··· Data extracts

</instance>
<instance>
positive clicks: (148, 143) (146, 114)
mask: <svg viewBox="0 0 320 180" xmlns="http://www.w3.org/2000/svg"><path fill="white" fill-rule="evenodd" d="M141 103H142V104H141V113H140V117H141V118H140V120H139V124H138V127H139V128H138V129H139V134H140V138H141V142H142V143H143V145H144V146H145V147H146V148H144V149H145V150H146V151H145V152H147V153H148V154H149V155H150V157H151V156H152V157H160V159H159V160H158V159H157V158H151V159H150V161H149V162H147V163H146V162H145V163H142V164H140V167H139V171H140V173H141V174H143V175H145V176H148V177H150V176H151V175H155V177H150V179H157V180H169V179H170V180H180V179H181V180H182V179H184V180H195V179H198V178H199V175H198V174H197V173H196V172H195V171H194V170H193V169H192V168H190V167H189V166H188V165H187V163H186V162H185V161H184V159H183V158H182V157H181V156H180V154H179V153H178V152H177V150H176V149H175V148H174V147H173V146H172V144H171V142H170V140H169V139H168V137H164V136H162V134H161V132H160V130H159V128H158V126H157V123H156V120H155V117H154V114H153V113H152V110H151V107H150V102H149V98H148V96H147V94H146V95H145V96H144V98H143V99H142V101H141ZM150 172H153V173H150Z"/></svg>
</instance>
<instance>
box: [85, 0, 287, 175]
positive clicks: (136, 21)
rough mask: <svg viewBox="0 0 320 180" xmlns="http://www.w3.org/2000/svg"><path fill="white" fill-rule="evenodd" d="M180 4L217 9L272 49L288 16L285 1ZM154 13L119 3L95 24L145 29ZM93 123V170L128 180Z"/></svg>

······

__Exercise__
Edit the records by replacing "positive clicks" with "foreground clicks" wherever it occurs, leaving everything else in the lines unchanged.

__Output of the exercise__
</instance>
<instance>
foreground clicks: (148, 143) (146, 114)
mask: <svg viewBox="0 0 320 180" xmlns="http://www.w3.org/2000/svg"><path fill="white" fill-rule="evenodd" d="M141 103H142V104H141V113H140V117H141V118H140V120H139V124H138V127H139V128H138V129H139V134H140V138H141V142H142V143H143V145H144V146H145V147H146V148H144V149H145V150H146V151H145V152H147V153H148V154H149V155H150V157H151V156H152V157H160V159H159V160H158V159H157V158H151V159H150V161H149V162H147V163H146V162H145V163H142V164H140V167H139V171H140V173H141V174H143V175H145V176H148V177H150V176H151V175H155V177H150V179H157V180H169V179H170V180H180V179H181V180H182V179H184V180H195V179H198V178H199V175H198V174H197V173H196V172H195V171H194V170H193V169H192V168H190V167H189V166H188V165H187V163H186V162H185V161H184V159H183V158H182V157H181V156H180V154H179V153H178V152H177V150H176V149H175V148H174V147H173V146H172V144H171V142H170V140H169V139H168V137H164V136H162V134H161V132H160V130H159V128H158V126H157V123H156V120H155V117H154V114H153V113H152V110H151V107H150V102H149V98H148V96H147V94H146V95H145V96H144V98H143V99H142V101H141ZM150 172H153V173H150Z"/></svg>
</instance>
<instance>
box: [85, 0, 287, 175]
foreground clicks: (136, 21)
rough mask: <svg viewBox="0 0 320 180" xmlns="http://www.w3.org/2000/svg"><path fill="white" fill-rule="evenodd" d="M180 4L217 9L272 49L288 16L285 1ZM154 13L119 3L95 24L145 29ZM93 123V170L128 180Z"/></svg>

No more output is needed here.